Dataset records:
- - - - -

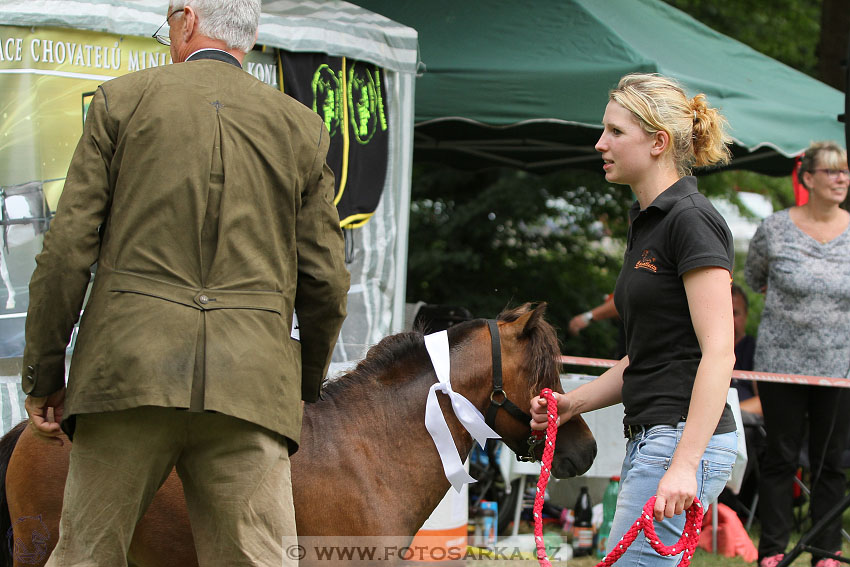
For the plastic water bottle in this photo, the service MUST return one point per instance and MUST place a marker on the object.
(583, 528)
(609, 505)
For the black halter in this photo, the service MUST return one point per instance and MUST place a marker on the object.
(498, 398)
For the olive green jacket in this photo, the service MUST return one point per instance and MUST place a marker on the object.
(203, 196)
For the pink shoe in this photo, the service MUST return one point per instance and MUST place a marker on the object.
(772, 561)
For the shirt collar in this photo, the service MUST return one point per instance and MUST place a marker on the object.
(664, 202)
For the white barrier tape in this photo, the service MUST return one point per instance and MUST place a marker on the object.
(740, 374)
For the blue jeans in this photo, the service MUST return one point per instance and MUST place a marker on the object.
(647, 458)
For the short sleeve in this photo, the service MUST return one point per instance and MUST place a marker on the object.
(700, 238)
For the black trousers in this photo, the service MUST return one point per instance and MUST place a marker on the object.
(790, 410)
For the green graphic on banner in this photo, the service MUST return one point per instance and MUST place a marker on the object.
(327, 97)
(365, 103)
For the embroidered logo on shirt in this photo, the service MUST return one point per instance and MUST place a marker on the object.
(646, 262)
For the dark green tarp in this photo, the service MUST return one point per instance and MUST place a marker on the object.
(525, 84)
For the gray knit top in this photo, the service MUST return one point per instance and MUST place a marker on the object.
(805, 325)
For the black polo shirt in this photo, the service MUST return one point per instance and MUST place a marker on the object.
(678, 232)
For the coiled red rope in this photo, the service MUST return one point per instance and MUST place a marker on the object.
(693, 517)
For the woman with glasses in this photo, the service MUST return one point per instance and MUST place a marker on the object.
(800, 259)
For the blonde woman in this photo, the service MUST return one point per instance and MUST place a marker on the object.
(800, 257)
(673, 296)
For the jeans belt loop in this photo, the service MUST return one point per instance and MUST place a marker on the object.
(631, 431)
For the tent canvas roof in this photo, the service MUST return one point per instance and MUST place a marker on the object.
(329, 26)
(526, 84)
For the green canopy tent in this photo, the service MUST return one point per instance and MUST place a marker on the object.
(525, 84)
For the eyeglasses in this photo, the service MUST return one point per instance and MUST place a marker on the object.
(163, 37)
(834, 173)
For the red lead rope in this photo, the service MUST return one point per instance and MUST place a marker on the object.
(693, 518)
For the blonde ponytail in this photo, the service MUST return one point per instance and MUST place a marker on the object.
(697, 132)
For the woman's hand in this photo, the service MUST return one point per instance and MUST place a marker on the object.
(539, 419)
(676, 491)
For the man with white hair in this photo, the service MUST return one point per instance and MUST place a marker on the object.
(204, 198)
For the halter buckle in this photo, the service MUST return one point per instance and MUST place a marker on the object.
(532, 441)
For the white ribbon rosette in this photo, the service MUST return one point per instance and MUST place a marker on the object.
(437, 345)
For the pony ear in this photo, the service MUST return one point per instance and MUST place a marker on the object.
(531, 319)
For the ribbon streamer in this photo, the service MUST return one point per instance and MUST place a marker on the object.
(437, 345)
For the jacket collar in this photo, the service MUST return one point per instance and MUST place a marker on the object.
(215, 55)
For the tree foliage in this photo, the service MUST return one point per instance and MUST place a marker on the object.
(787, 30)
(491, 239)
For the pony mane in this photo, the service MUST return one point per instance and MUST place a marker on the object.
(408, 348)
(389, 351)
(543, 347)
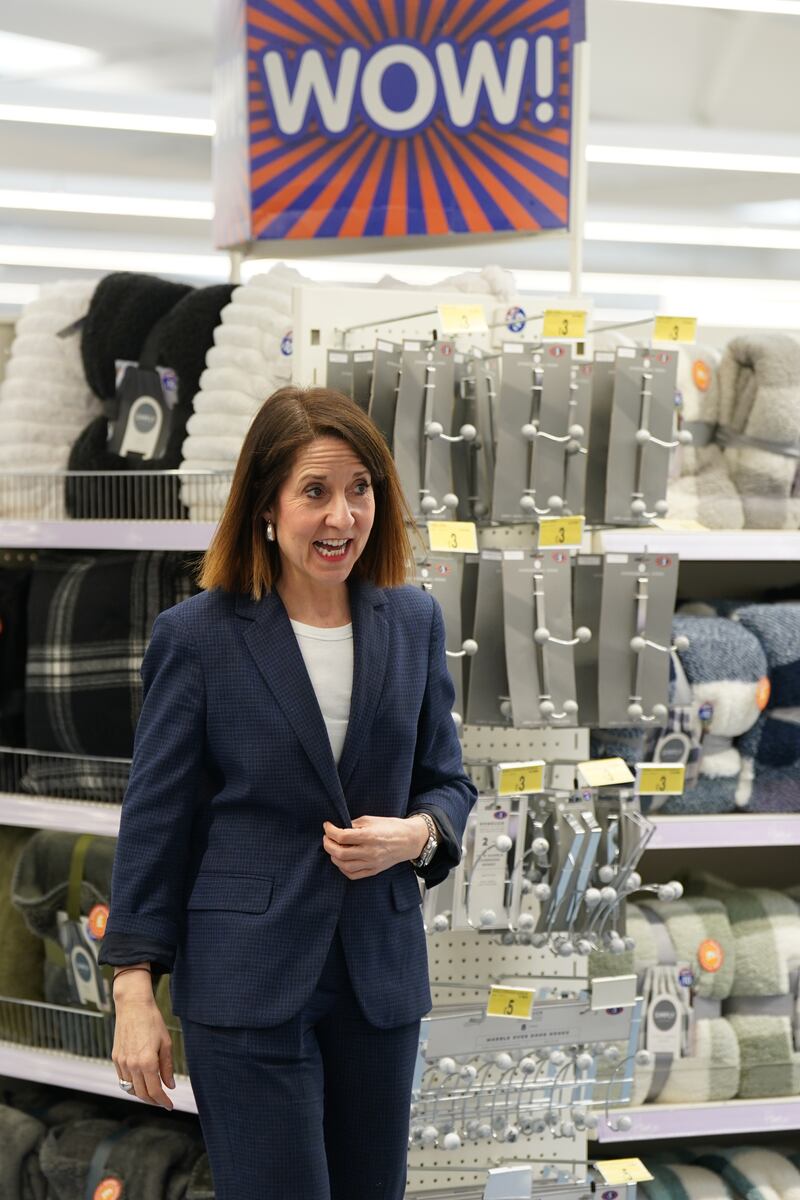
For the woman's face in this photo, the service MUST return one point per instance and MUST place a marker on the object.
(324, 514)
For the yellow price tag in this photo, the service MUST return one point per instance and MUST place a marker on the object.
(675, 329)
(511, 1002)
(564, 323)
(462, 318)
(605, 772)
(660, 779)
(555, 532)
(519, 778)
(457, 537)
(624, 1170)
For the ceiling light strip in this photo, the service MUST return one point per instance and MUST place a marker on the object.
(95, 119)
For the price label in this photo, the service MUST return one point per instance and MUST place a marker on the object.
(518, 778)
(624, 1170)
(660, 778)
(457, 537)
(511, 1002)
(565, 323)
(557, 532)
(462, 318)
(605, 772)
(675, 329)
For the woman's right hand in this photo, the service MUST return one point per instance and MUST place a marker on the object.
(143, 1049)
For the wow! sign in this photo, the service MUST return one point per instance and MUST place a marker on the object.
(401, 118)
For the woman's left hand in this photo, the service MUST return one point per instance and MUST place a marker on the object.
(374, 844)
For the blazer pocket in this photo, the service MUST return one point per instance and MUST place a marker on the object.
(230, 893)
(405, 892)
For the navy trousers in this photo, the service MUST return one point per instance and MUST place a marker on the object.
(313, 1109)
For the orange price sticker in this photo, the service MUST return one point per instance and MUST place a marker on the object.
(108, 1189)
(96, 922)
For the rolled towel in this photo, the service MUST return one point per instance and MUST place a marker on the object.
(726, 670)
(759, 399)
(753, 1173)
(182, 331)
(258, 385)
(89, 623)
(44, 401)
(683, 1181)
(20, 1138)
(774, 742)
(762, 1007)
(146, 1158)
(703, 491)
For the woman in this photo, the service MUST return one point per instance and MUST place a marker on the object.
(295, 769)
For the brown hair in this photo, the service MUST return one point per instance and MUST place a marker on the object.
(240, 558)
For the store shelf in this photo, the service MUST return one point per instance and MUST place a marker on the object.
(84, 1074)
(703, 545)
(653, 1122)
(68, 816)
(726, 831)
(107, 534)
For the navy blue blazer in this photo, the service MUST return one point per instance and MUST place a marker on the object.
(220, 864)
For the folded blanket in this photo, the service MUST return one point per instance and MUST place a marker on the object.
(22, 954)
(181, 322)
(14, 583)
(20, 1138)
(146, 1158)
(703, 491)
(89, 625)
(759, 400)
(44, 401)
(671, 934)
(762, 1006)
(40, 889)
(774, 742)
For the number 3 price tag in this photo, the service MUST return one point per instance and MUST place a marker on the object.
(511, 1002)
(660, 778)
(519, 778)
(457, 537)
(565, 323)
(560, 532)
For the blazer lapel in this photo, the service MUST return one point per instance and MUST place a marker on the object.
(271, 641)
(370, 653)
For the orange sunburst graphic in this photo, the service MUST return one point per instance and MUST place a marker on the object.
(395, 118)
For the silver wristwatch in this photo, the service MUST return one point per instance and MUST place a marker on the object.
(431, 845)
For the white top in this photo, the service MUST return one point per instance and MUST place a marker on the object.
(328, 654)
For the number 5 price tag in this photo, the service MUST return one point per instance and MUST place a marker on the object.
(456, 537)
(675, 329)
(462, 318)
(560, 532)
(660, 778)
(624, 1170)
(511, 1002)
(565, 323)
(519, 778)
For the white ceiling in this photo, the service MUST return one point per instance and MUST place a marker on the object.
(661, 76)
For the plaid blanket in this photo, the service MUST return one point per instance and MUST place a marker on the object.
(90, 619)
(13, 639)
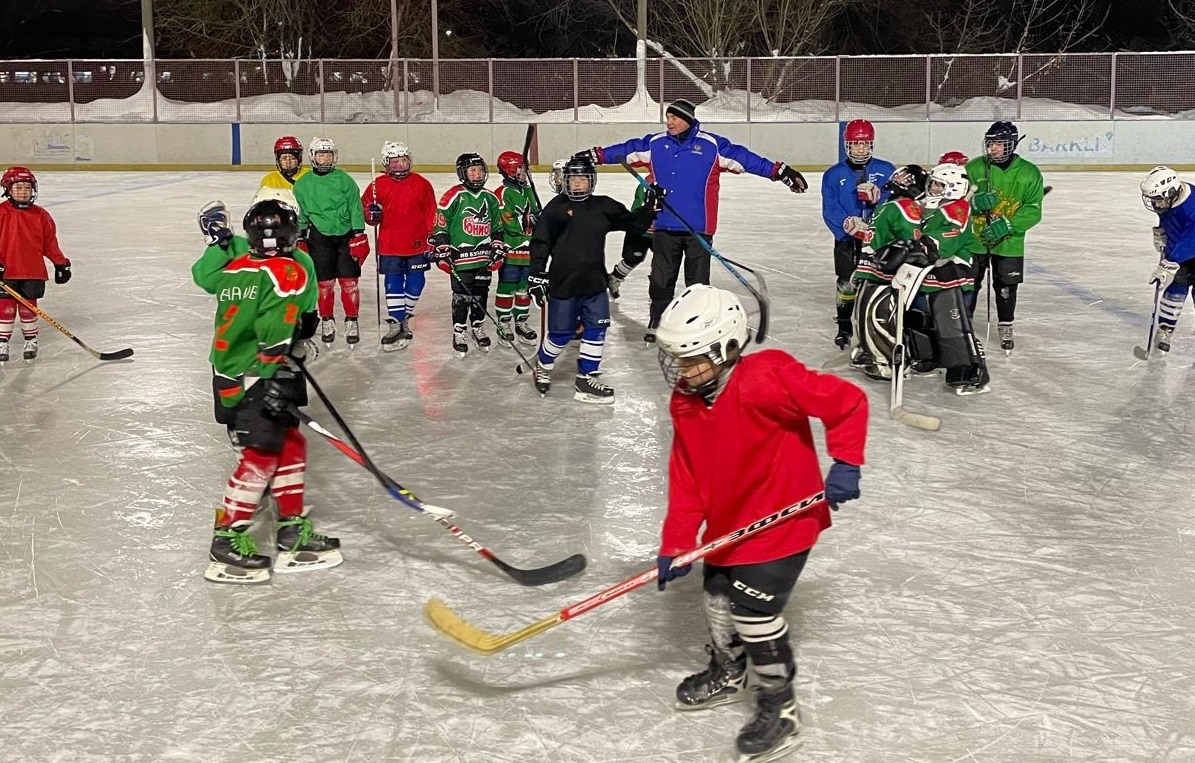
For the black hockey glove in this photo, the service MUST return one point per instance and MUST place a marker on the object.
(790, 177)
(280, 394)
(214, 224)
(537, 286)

- - - - -

> **Directions**: Repeat every line of the data above exactly, but drop the pictures.

> **Written reply**:
For the plastic water bottle in this photo, the service MUST return one point per instance and MUST place a marker on the object.
(583, 528)
(609, 505)
For the black halter in this photo, the service MUST return one point per instance and MUST place a marker on the object.
(498, 398)
For the olive green jacket in this photo, the service MUST return one point per instance and MUST place a marker on the object.
(203, 196)
For the pink shoe in this photo, the service MUST return one point per instance and MUST place a marker on the object.
(772, 561)
For the shirt collar in this photo, the service MUST return one point per instance and MUST place a marker on the object.
(664, 202)
For the white barrier tape in this photo, the service MUST return one point per instance and MUST place a marker on the object.
(740, 374)
For the blue jeans in this photo, the service MUST return one point per instance and MUST place a marker on the object.
(647, 458)
For the short sleeve in this photo, the service MUST return one point per instance and MUST place a marker on the object.
(700, 238)
For the black trousers in this photo, the service MUST return one point per instance and MUST place a marker on the object.
(790, 410)
For the green graphic on banner in this photo, the service MUST return one point per instance and MUST place a marker on the object.
(327, 97)
(365, 103)
For the embroidered logo on shirt in this photo, the service MUST return one point per instance and MUST place a marker on the object.
(646, 262)
For the dark green tarp in this photo, the service MUST return one point per instance and MUST place a marker on the object.
(525, 84)
For the gray knit top in this photo, the service MUST return one point per instance and MUST place a marker on the object.
(805, 325)
For the black polo shirt in this photo, the service MUST return one point per instance and MUST place a marker on the object.
(678, 232)
For the coiled red rope in this photo, the service MUST return one point per instance and MUST place a marker on the object.
(693, 517)
For the woman with glasses in this photo, the service MUST return one point per instance and MUST place a marker on the object.
(800, 259)
For the blonde woman in this photo, the service MUST return one point per instance and MUST place a marker on the object.
(800, 257)
(673, 296)
For the jeans belt loop in this photo, the service MUST return one point per instance and MUST place a marker on the object.
(631, 431)
For the tent canvas roof in this photo, the service MUST return one point per instance and MUST place a marker on the object.
(329, 26)
(526, 84)
For the green canopy tent in this photo, the service MUST return one point per instance and MUST place a marker on the object.
(525, 84)
For the eyeglasses in this photo, the service MUST return one point per instance and MUST place a marker on the object.
(163, 37)
(834, 173)
For the red lead rope in this photo, the service MUST return one point per instance and MUST place a marker on the object.
(693, 518)
For the blonde ponytail in this photo, the service MUST return one point per instance and MUST place a marker on the object.
(697, 132)
For the woman's hand in this photo, the service MUST return one point per instance and MUST place a marker on the object.
(539, 419)
(676, 491)
For the man with white hair in this photo, the service MUST return one point per instance and MUST place a marker on the object.
(204, 198)
For the halter buckle in this photo, the service MUST return one point per instance and MUST place a marker on the object.
(532, 441)
For the white ribbon rosette in this photo, the service MUST return one point per instance and MUST place a marker on the object.
(437, 345)
For the pony ear in this photo, the service MUST return one point per instance and MUST place a marker on the object.
(531, 319)
For the ribbon streamer in this photo, the service MUST return one point per instance and MUST place a marker on the object.
(437, 345)
For the jacket collar in this photo, the service MUST return one point per instance and MUST place a marker on the object.
(215, 55)
For the tree foliage in this photo, the service MUST return one point per instance and MUST place a marker on the object.
(787, 30)
(491, 239)
For the pony mane in this photo, the service MUST return one point per instance and MUST place a marker on the object.
(408, 348)
(389, 351)
(543, 347)
For the woman's face in this photo, the service MUST return one point per instance and MUST place a marker on the object.
(324, 514)
For the yellow price tag in this photo, the service MUST return one point per instance and MUST place a marker on the object.
(675, 329)
(511, 1002)
(564, 323)
(462, 318)
(605, 772)
(660, 779)
(555, 532)
(519, 778)
(457, 537)
(624, 1170)
For the ceiling light strip in this photo, the service MUST return one point per instance and MUST place a marker on the object.
(95, 119)
For the price label in this photo, the service MUST return one point per instance and MUST place a marker on the object.
(518, 778)
(624, 1170)
(660, 778)
(457, 537)
(511, 1002)
(565, 323)
(557, 532)
(462, 318)
(605, 772)
(675, 329)
For the woman's right hand in this photo, the service MUST return one point per instance and MUST place a marker on the object.
(143, 1049)
For the wow! sign in this photo, the service MUST return one point per instance and MUST place a marker on the object.
(401, 118)
For the woman's left hand in this photo, the service MUST return one point per instance and MUST place a marker on the object.
(374, 844)
For the blazer pocket in this photo, the service MUST return one point per instance and MUST place a marker on the object.
(230, 893)
(405, 892)
For the navy trousers in this photo, the service MUST return one point per instance and MUST place a marker on the object.
(313, 1109)
For the orange price sticker in this photo, the service MUST return one point per instance and MUST place a marker on the object.
(108, 1189)
(96, 922)
For the rolled towel in this photo, the service MUST return one point per instance and MUST place a marker on the object.
(726, 670)
(759, 399)
(753, 1173)
(182, 331)
(258, 385)
(89, 623)
(44, 401)
(683, 1181)
(20, 1138)
(774, 742)
(762, 1007)
(146, 1158)
(703, 491)
For the woman in this photo, the service MUST return one point per instance and MUST place a marker on the object.
(295, 769)
For the brown hair in this photo, the service MUST return one point per instance and MUST place a marker on the object.
(240, 558)
For the store shelf in this photo, the service MUST return one point per instance and MUST place a marker on the object.
(84, 1074)
(703, 545)
(653, 1122)
(68, 816)
(726, 831)
(107, 534)
For the navy blue blazer in this photo, the service MUST return one point per instance and MUST place a marker on the object.
(220, 864)
For the folded blanket in this photo, the service MUST return one point per instance and MUST place a marker on the object.
(22, 954)
(181, 322)
(14, 583)
(20, 1138)
(146, 1158)
(703, 491)
(89, 625)
(759, 400)
(44, 401)
(671, 934)
(762, 1006)
(40, 889)
(774, 742)
For the number 3 price tag in this photo, the service MUST return one point per instance and MUST place a marker on the object.
(511, 1002)
(660, 778)
(519, 778)
(457, 537)
(565, 323)
(560, 532)
For the blazer lapel in this photo, the service MUST return one point per instance and MUST place a marker on the object.
(271, 641)
(370, 653)
For the orange sunburst graphic in this photo, the service MUST return one point per instance and MUST place a marker on the object.
(395, 118)
For the silver wristwatch in this photo, the service MUST return one point per instance and MUST place a marker on the object.
(431, 845)
For the white top in this photo, the service MUST return one point per instance and MUST place a marker on the object.
(328, 654)
For the number 5 price tag in this photo, the service MUST return one point per instance and MUST place a marker on the object.
(456, 537)
(675, 329)
(462, 318)
(560, 532)
(660, 778)
(624, 1170)
(511, 1002)
(565, 323)
(519, 778)
For the white ceiling in this photo, the service MUST return one point per instance and MUST place a marker on the object.
(661, 76)
For the plaid blanket in this photo, the service MUST return one point per instance and MUST place a marker on the object.
(90, 619)
(13, 639)
For the black hockey glove in this photo, the service MUST return one point per instance and MUST place a marker on the object.
(790, 177)
(280, 394)
(214, 224)
(537, 286)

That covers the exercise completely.